##### TEXT PROVIDED
Commanders and leaders
- Miguel Villalba: Lieut. Charles I. Niven

Strength
- 1 gun-boat (3 guns) 43 men: 1 brig (18 guns) 58 men

Casualties and losses
- Unknown, minor: 1 brig captured 3 dead 8 wounded

= Action of 10 December 1800 =

The action of 10 December 1800 was a minor engagement of the Napoleonic Wars in which the Spanish privateer gunboat San Francisco Javier, alias Poderoso, under Don Miguel Villalba, captured a hired brig of the Royal Navy commanded by Lieutenant Charles Niven (or Nevin).

On 20 December the British hired armed brig Sir Thomas Pasley (or Admiral Pasley, or Pasley), left Plymouth, England with despatches for Lisbon, Gibraltar, and Malta. After calling at Lisbon, Sir Thomas Pasley was off Ceuta when on 10 December a Spanish gunboat approached using sails and sweeps. (Note: Hepper, using British naval court-martial records, reports the date as 9 December. Most sources, such as Gosset, report the date as 10 December.)

At the time of the engagement Pasley was armed with two 6-pounder guns and fourteen 12-pounder carronades. She had a crew of 45 men.

The Spanish gunboat, which was armed with one long 24-pounder and two 6-pounder guns, placed herself astern of Pasley and proceeded to fire on the brig. The wind died down, preventing Pasley from maneuvering to bring her two 6-pounder bow-chasers to bear. The British tried to move the guns to the stern, but the carronades left them no space in which to place the guns. The British sailors were left to respond to the Spanish cannon fire with no more than small arms fire.

Spanish boarding parties took the brig at the third attempt, having shot away the British halyard during the skirmish. Niven had been wounded in three places, and the master was also badly wounded. In addition, the British had lost three other sailors killed and six more wounded. (Note: Other references state that there were two Spanish gun-boats, and that Niven struck to the Spanish after having thrown overboard the despatches he was carrying.) The Spaniards took their prize to Ceuta, and then Algeciras.

Niven faced a court-martial for the loss of his ship and was honourably acquitted.
##########
##### GIVEN DATA
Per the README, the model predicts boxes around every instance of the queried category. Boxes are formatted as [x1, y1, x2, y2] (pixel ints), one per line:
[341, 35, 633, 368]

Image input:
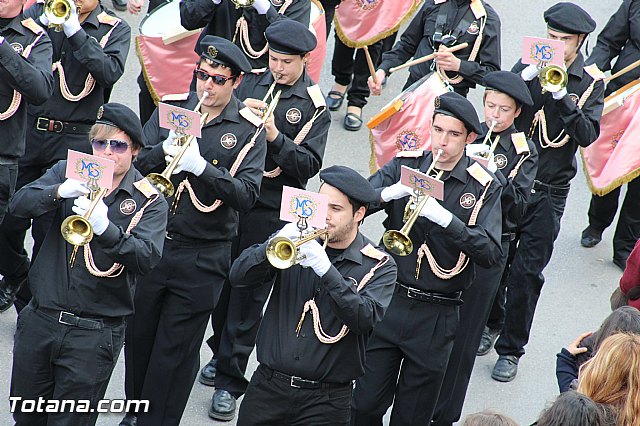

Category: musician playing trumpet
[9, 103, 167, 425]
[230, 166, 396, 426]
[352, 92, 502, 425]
##########
##### GIVEN DATA
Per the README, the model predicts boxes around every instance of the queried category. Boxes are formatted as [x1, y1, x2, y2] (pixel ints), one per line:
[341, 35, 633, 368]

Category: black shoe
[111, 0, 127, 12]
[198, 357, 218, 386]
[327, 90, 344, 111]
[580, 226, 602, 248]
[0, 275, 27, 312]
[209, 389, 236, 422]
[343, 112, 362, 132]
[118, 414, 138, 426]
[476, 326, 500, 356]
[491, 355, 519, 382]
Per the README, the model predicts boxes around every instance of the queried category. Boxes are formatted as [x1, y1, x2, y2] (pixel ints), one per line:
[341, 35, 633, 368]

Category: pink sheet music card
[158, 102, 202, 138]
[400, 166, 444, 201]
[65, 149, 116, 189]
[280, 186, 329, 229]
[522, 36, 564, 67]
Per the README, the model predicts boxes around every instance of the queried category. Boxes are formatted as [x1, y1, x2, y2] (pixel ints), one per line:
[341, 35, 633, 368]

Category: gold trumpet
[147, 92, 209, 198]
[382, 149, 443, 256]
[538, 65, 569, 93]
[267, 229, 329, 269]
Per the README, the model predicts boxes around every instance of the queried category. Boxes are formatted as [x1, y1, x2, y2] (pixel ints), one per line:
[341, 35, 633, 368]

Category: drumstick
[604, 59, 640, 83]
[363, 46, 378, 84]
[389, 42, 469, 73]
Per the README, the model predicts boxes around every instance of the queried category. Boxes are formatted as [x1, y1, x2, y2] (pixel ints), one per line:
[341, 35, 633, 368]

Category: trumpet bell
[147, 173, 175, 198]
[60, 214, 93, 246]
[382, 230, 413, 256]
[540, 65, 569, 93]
##########
##### GIVEN DATA
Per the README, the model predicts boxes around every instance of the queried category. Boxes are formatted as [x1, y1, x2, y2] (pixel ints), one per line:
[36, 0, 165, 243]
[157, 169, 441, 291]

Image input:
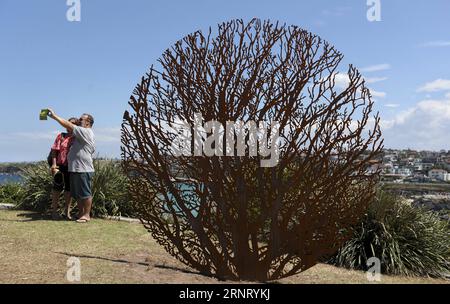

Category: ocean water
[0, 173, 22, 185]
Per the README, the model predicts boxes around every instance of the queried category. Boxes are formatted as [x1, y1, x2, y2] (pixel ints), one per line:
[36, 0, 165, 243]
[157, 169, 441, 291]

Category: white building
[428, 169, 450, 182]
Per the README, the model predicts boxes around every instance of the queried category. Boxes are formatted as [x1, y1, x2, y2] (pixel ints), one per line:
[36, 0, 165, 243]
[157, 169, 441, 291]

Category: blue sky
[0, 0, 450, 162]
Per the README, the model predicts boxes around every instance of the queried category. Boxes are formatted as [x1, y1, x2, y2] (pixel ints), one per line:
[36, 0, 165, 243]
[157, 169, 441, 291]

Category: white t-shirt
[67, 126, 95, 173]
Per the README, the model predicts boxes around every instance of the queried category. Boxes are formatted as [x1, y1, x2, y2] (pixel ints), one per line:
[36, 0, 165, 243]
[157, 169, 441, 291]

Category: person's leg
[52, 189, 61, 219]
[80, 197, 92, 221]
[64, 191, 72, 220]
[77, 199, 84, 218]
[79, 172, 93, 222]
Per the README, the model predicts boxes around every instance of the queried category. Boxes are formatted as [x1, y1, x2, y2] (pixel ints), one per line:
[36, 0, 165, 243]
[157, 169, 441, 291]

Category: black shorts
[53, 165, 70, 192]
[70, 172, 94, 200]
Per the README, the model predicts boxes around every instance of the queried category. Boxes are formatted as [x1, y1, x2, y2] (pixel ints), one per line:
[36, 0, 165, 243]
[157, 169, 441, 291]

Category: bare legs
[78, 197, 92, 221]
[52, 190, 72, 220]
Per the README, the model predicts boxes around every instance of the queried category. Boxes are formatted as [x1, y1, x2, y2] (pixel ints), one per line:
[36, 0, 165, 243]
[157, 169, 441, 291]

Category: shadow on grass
##########
ABOUT THIS EXERCISE.
In the text about the action of 10 December 1800, shorten the paragraph that begins "The Spanish gunboat, which was armed" into a brief bulleted list that keeps its main facts. Work only from the text itself.

EXERCISE RESPONSE.
- The Spanish gunboat had one long 24-pounder and two 6-pounder guns.
- It took position astern of Pasley and fired on the brig.
- The wind died, so Pasley could not turn to bring her two 6-pounder bow-chasers to bear.
- The British tried to move those guns to the stern, but the carronades left no room for them.
- The British could answer the Spanish cannon fire only with small arms.